*** Opening Given text ***

Tuesday, October 4, 2011


Here is a disturbing, eye opening report related to the lack of physical education instruction in our public school system. As we continue to "teach to the test" and cut P.E. instruction, we deprive our youth the physical activity needed to develop and maintain a healthy mind and body. All too often the solution to a child’s natural restlessness is an ADD designation with leads to unnecessary medication.


Audit Determines that Department of Education
Hasn’t Updated Its PE Plan in 30 Years
NEW YORK, NY – City Comptroller John C. Liu announced today that an audit of the Department of Education (DOE) found that many elementary schools do not meet state guidelines for physical education (PE) and, that despite documenting high rates of obese and overweight students, the DOE has not filed a PE plan with the state since 1982.

Childhood obesity can lead to lifelong health problems such as diabetes, asthma, high blood pressure, and high cholesterol. In a 2009 report, the DOE and the Department of Health (DOH) warned that local rates of childhood obesity were higher than the national average. That report, “Childhood Obesity is a Serious Concern in New York City,” stressed that test scores rise alongside physical fitness. The report recommended that schools ensure that “all students receive the required physical education instruction each week, as mandated by the New York State Education Commissioner’s Regulations.”

*** Closing Given text ***
*** Opening Exercise data ***

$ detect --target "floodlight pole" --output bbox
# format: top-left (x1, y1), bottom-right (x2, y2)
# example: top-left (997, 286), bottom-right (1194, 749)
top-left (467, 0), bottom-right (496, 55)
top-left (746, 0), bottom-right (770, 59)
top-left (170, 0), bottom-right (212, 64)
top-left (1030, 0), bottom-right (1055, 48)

*** Closing Exercise data ***

Assignment 1:
In the text on physical education, condense the paragraph beginning "Childhood obesity can lead" into a bulleted list of its main facts.
Assignment 2:
Update the part of the text on physical education that opens with the words containing "Here is a disturbing, eye" and closes with "to unnecessary medication.", putting "our children" in place of "our youth".

Exercise result 1:
- Childhood obesity can lead to lifelong health problems, such as diabetes, asthma, high blood pressure, and high cholesterol.
- A 2009 report by the DOE and the DOH, "Childhood Obesity is a Serious Concern in New York City," warned that local childhood obesity rates were higher than the national average.
- The report stressed that test scores rise alongside physical fitness.
- It recommended that schools ensure all students receive the weekly physical education instruction required by the New York State Education Commissioner's Regulations.

Exercise result 2:
Here is a disturbing, eye opening report related to the lack of physical education instruction in our public school system. As we continue to "teach to the test" and cut P.E. instruction, we deprive our children the physical activity needed to develop and maintain a healthy mind and body. All too often the solution to a child’s natural restlessness is an ADD designation with leads to unnecessary medication.